**Requirement**
Check every line of the data below for "oleander". Copy each one that has it.

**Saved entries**
···

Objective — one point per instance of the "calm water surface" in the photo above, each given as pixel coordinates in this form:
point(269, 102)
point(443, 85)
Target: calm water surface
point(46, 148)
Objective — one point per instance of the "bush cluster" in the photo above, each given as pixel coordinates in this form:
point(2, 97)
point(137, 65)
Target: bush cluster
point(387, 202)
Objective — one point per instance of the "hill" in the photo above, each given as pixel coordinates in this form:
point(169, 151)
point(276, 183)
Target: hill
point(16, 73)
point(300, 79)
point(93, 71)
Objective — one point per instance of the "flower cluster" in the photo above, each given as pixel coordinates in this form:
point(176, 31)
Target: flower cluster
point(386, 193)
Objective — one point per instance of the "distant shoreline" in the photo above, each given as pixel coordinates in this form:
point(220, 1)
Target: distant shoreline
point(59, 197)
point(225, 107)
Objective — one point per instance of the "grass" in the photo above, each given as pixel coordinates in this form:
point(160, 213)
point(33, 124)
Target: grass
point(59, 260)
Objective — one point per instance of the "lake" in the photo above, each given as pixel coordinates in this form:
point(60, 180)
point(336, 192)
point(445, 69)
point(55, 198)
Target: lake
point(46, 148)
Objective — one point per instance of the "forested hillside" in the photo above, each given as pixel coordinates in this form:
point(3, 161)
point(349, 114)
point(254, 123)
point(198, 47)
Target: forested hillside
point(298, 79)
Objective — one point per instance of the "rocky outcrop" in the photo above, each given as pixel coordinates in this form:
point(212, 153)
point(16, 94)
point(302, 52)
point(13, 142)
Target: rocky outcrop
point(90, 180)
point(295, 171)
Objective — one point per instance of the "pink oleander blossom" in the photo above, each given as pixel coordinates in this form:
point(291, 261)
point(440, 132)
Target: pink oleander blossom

···

**Exercise output**
Objective — one point per instance of the "pink oleander blossom" in the photo above, each given as pixel coordinates in this form:
Target: pink oleander blossom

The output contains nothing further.